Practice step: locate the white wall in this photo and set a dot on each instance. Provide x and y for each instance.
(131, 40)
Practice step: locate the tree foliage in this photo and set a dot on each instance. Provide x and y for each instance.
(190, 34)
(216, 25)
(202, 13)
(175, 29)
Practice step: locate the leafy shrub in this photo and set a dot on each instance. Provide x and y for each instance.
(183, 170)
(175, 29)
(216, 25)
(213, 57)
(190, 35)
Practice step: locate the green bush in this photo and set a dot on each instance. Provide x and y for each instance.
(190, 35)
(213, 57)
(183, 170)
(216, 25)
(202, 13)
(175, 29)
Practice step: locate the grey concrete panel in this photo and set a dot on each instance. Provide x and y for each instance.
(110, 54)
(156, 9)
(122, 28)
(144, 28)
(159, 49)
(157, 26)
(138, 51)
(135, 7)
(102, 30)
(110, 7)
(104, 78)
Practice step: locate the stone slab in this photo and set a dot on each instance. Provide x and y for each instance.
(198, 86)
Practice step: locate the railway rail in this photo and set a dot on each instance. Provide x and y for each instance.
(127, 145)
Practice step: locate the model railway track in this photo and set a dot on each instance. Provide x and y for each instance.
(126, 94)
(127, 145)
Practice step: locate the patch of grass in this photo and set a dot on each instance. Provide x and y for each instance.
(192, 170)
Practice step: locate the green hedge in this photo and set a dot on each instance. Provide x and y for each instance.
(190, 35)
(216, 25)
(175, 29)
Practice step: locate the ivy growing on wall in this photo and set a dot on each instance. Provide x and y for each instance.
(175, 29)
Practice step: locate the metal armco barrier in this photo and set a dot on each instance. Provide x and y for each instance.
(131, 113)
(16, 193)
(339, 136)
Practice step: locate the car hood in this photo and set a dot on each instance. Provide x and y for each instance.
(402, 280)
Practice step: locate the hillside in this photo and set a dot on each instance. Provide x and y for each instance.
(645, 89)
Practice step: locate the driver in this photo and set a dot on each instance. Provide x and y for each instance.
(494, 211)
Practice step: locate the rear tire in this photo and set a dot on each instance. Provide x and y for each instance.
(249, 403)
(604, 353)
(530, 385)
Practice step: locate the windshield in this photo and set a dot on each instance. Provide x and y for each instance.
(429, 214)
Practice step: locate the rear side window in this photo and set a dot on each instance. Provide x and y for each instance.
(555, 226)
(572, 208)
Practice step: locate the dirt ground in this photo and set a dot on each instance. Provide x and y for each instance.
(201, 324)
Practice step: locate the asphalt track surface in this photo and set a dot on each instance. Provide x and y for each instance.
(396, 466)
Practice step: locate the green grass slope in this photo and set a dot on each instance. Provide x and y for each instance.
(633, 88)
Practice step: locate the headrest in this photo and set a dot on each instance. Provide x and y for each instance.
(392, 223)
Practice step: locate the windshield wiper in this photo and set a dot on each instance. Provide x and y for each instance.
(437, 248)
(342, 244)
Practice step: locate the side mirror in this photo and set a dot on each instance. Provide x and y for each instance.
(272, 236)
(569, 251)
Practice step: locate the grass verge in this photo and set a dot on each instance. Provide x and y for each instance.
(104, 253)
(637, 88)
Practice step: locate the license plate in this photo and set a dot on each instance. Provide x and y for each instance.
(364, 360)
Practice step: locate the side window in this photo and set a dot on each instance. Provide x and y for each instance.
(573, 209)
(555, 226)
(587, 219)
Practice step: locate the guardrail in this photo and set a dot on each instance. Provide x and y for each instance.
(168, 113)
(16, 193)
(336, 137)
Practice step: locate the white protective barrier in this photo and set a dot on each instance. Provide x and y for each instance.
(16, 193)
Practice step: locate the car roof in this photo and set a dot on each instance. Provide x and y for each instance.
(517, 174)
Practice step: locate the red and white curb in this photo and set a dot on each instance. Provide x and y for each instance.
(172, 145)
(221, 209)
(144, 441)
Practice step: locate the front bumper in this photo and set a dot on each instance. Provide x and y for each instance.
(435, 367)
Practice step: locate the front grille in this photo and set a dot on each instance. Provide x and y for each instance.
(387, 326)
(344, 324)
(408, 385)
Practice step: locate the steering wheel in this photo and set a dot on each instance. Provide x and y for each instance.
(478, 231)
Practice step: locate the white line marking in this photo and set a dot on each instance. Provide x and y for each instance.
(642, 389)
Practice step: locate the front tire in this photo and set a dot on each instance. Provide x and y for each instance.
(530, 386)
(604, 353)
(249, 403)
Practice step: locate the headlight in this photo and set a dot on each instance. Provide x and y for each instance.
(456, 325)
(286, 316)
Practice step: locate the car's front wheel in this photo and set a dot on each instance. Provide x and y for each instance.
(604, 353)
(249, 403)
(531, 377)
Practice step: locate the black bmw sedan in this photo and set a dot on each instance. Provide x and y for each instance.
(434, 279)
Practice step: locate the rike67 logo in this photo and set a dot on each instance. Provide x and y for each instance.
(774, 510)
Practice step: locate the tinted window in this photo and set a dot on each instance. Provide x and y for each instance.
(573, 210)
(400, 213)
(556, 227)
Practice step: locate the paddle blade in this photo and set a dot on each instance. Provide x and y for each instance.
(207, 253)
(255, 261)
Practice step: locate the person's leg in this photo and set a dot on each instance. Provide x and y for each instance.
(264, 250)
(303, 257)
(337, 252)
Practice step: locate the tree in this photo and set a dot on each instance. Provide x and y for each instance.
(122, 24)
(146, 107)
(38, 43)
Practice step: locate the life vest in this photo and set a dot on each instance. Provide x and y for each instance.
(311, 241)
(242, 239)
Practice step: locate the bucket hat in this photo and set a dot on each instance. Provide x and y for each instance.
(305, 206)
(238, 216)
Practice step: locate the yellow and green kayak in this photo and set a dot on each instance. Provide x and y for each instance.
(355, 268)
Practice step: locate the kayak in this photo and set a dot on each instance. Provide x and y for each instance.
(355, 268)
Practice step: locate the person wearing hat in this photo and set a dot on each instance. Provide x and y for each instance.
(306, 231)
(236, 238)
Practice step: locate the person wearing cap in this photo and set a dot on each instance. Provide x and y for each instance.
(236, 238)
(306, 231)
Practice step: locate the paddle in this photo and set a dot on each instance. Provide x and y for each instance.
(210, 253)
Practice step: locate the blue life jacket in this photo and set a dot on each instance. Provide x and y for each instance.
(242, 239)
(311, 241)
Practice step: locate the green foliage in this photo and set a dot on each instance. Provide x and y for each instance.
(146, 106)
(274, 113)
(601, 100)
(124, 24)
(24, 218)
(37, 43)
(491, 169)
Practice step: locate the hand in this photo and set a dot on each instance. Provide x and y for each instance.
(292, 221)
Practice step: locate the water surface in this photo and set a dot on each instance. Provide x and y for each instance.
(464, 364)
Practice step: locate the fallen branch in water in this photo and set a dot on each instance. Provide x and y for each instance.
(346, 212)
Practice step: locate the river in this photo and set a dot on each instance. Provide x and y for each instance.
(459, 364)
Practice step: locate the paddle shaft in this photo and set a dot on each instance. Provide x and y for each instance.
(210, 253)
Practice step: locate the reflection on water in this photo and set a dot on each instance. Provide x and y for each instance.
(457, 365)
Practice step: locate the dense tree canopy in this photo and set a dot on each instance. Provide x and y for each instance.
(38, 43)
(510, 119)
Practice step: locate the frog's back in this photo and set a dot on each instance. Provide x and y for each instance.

########################################

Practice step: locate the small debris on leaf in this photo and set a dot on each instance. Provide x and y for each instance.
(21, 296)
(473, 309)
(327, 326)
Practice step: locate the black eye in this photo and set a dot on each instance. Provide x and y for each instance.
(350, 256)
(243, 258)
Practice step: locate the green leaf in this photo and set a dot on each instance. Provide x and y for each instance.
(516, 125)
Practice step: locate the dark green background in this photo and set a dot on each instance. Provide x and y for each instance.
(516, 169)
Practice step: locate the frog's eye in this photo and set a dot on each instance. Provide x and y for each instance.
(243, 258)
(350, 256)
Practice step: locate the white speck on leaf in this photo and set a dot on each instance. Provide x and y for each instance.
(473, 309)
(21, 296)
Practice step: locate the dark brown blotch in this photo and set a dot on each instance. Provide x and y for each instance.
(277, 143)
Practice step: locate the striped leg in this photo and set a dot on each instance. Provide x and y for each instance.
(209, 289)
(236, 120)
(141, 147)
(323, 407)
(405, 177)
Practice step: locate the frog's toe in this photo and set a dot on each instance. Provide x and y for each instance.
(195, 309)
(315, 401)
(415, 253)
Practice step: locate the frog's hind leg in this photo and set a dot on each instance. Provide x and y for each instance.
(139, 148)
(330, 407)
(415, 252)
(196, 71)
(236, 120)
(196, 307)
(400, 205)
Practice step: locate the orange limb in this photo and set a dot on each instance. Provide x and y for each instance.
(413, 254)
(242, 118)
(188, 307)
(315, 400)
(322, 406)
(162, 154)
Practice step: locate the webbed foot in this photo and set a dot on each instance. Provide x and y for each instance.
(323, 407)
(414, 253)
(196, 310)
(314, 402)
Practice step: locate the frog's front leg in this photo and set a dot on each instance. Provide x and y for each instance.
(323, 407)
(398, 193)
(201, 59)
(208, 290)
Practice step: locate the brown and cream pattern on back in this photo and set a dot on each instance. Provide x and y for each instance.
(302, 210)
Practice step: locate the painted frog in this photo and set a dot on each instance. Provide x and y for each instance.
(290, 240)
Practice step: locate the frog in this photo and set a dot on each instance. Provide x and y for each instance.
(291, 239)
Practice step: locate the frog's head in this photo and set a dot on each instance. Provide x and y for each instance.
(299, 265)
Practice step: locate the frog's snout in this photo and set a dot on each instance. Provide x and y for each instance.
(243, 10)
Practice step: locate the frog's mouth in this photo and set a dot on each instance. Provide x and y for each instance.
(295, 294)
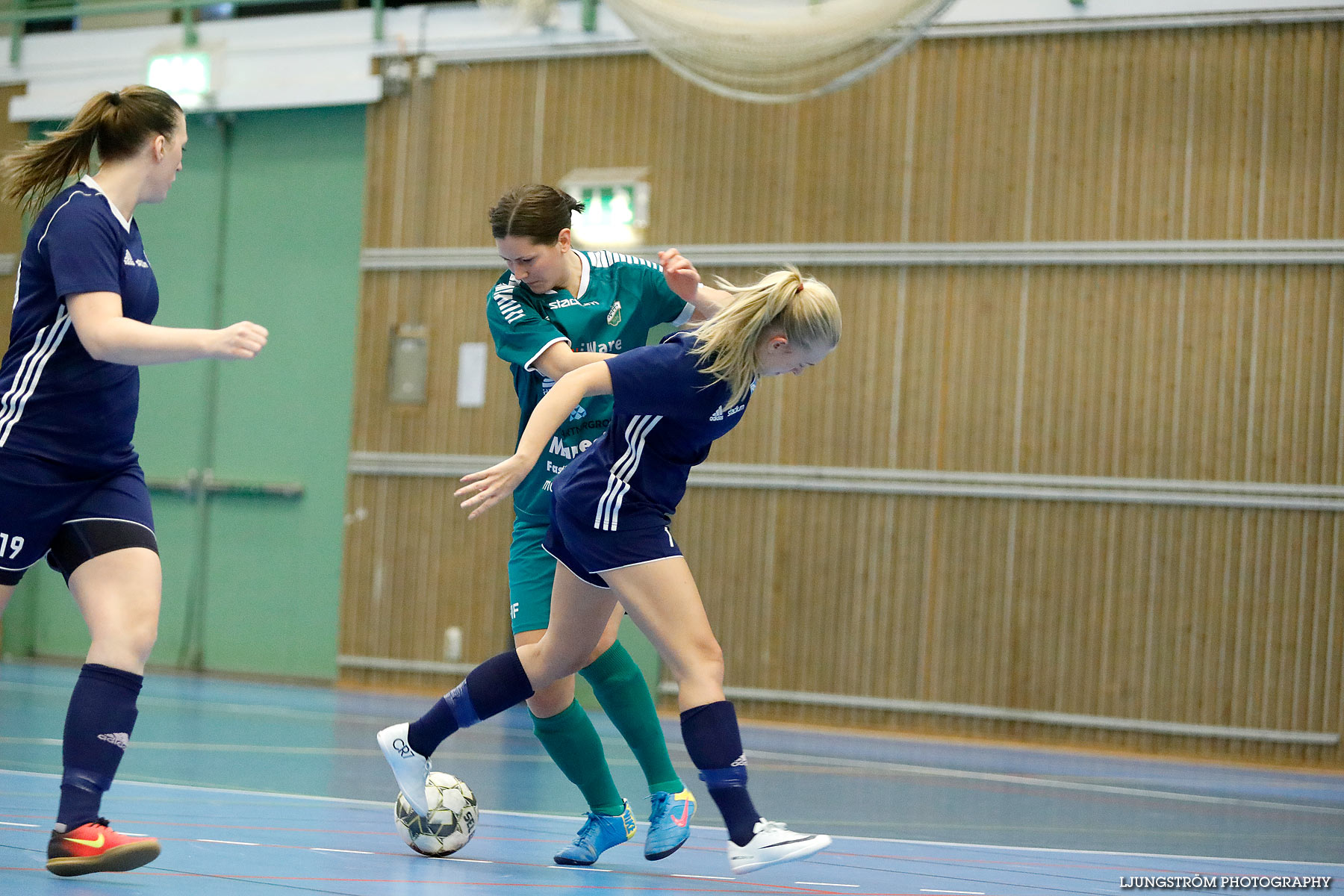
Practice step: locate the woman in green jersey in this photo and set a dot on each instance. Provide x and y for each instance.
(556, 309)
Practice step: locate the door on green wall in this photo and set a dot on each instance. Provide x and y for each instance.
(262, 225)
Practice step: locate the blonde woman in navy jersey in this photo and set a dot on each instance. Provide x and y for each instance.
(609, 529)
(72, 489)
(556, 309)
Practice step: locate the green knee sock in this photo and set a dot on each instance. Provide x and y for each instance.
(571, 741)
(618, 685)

########################################

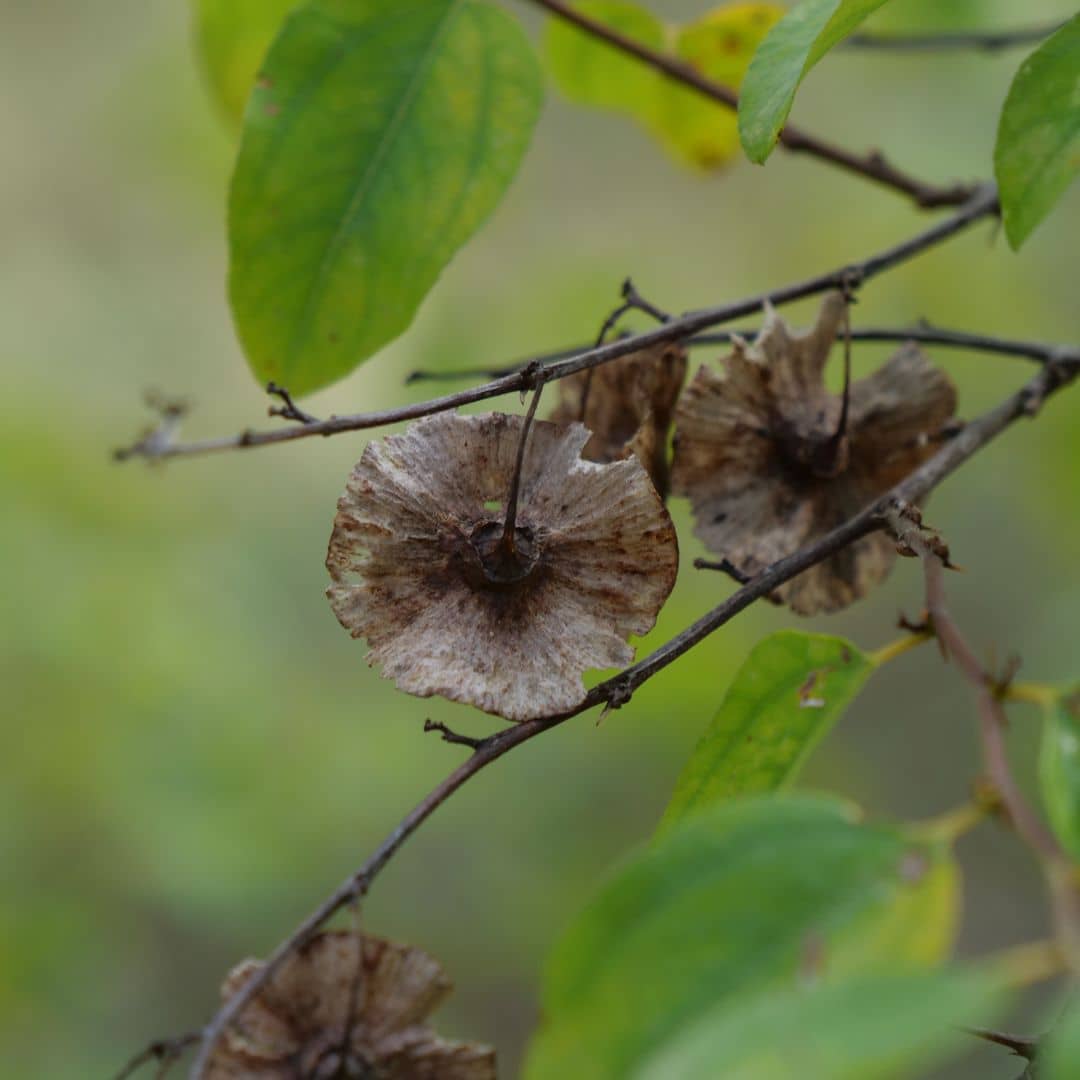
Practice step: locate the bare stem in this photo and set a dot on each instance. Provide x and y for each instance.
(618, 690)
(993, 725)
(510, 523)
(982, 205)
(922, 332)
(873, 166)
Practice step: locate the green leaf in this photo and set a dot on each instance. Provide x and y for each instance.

########################################

Challenge :: Count the lines in the material above that contain the string "brown", with case counting, and reply with only the number.

Result for this exercise :: 2